_Your objective_. Copy the lines below verbatim, beginning with the line that includes "pixel 703 381" and continuing to the end; leave out everything before it.

◇ ◇ ◇ ◇

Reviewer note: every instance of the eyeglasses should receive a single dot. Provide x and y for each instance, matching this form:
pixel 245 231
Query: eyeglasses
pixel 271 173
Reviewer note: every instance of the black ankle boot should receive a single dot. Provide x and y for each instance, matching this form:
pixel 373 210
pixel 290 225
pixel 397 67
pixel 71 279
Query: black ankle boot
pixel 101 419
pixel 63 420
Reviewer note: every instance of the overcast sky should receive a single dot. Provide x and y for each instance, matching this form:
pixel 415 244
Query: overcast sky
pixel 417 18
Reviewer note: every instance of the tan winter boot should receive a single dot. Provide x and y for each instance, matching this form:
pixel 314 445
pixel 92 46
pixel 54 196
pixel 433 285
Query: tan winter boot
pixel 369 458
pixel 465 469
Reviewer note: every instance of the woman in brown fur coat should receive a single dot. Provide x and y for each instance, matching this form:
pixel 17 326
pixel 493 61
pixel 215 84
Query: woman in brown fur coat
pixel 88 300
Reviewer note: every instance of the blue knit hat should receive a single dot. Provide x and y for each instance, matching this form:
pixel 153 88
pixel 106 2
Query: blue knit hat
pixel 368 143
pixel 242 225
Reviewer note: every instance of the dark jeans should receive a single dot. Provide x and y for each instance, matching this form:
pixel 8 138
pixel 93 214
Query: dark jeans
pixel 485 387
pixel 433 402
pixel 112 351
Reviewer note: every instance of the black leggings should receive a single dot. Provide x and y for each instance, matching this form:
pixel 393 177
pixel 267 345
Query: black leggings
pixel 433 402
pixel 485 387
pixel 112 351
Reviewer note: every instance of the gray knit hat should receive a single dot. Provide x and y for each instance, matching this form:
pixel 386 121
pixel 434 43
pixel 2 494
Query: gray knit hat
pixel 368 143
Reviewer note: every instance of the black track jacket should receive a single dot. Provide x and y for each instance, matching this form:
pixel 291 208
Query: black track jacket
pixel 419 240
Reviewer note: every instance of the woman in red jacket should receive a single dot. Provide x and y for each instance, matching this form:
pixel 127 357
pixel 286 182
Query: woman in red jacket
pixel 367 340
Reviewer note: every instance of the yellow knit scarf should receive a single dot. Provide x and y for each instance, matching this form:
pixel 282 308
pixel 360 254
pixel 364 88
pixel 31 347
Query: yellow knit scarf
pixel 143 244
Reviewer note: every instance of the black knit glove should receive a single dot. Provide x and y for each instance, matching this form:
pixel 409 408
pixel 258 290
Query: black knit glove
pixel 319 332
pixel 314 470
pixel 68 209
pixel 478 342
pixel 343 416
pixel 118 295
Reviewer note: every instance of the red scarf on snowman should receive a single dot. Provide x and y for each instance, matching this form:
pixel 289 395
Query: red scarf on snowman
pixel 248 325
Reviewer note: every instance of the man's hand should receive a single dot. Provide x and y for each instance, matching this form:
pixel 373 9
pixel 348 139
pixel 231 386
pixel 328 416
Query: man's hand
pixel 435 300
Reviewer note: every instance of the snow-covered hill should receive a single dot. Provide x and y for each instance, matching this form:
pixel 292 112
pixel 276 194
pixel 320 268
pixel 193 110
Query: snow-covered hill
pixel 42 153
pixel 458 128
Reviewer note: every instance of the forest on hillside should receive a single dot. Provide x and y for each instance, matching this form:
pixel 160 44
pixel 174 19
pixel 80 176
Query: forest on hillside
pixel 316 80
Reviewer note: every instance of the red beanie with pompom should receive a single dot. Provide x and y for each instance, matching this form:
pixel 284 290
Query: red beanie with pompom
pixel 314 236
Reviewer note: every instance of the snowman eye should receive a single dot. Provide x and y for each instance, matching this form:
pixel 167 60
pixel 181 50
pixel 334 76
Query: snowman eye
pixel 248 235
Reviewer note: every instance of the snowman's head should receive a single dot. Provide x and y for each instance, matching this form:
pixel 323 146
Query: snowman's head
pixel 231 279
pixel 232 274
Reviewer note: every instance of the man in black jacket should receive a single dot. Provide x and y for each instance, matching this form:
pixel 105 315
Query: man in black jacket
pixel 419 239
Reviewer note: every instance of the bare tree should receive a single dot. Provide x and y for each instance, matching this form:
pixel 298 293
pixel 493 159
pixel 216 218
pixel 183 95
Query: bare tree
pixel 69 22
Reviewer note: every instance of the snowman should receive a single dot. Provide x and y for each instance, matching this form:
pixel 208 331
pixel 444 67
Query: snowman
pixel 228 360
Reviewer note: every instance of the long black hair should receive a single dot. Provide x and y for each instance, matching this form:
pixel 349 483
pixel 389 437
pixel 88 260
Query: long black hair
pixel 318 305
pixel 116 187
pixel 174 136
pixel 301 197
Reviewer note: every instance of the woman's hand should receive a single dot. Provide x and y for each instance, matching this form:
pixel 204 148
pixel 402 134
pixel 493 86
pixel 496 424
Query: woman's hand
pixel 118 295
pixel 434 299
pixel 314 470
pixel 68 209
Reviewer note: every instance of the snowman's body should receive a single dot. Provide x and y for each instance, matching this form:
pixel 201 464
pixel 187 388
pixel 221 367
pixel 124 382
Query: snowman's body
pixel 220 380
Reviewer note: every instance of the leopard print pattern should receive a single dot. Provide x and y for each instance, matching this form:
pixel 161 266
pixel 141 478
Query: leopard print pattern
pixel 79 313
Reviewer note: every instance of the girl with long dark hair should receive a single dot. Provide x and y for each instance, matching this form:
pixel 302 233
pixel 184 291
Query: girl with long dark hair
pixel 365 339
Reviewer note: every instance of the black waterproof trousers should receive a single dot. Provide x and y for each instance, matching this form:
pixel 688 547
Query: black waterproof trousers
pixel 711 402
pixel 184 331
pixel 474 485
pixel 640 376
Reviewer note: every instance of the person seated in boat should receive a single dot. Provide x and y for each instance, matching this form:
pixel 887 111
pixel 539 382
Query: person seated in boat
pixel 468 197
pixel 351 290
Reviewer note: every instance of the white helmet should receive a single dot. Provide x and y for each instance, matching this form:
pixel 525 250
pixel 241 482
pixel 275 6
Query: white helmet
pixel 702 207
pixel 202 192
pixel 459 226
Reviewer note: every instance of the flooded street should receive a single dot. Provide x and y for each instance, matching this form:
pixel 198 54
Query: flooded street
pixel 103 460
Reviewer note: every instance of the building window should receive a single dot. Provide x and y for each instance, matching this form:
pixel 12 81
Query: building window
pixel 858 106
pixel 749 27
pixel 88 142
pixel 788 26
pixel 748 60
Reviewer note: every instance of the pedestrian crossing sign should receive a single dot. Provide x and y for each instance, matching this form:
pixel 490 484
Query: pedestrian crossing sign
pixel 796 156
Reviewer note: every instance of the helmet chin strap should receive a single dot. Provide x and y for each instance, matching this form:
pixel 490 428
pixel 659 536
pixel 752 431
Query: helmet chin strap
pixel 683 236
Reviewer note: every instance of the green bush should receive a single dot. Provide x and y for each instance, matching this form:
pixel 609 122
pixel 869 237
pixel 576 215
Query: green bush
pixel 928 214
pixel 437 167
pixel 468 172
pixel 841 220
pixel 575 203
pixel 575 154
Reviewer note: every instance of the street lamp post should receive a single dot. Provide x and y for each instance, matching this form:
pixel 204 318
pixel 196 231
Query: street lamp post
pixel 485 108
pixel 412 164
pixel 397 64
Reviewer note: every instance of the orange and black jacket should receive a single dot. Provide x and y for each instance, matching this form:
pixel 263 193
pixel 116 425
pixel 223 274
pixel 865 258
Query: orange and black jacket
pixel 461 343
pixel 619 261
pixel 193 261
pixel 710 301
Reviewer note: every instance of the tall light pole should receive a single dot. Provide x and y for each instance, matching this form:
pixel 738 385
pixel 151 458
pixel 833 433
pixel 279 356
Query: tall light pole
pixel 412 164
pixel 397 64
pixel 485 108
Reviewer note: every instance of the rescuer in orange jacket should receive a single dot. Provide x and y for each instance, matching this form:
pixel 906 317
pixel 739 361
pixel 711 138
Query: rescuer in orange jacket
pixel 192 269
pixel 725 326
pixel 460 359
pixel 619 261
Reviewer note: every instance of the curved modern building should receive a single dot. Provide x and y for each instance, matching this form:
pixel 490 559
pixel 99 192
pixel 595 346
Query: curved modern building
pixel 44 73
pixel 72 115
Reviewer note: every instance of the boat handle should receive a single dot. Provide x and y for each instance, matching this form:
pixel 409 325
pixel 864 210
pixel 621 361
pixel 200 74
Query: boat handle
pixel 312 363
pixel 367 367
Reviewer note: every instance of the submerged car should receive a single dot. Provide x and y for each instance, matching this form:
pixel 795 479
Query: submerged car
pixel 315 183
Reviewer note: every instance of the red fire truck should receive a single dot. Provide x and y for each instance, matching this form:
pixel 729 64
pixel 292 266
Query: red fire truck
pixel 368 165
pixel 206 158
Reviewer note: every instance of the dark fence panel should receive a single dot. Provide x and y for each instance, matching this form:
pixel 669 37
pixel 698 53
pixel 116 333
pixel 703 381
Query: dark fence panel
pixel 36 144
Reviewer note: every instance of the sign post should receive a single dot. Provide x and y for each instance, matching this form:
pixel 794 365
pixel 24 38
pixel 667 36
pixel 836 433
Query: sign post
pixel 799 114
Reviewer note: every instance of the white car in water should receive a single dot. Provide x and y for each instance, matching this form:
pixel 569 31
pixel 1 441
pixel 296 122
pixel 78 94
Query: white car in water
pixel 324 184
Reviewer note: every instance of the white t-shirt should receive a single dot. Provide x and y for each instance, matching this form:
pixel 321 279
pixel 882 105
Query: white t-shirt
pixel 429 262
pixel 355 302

◇ ◇ ◇ ◇

_Solution to this problem_.
pixel 703 381
Query: dark fence panel
pixel 36 144
Reviewer note: every instance of the sign post should receive a single dot. Provide x and y for each instance, matching this form:
pixel 794 365
pixel 24 38
pixel 667 36
pixel 836 433
Query: sign post
pixel 799 114
Reviewer note: every instance of the white car in water should receive a single dot. Provide x and y for each instance, matching this form:
pixel 569 31
pixel 1 441
pixel 296 122
pixel 78 94
Query: white car in water
pixel 324 184
Reviewer note: every instance of the white t-shirt should receive a single dot. Provide x and y for each instance, matching this form:
pixel 321 279
pixel 882 105
Query: white t-shirt
pixel 429 262
pixel 355 302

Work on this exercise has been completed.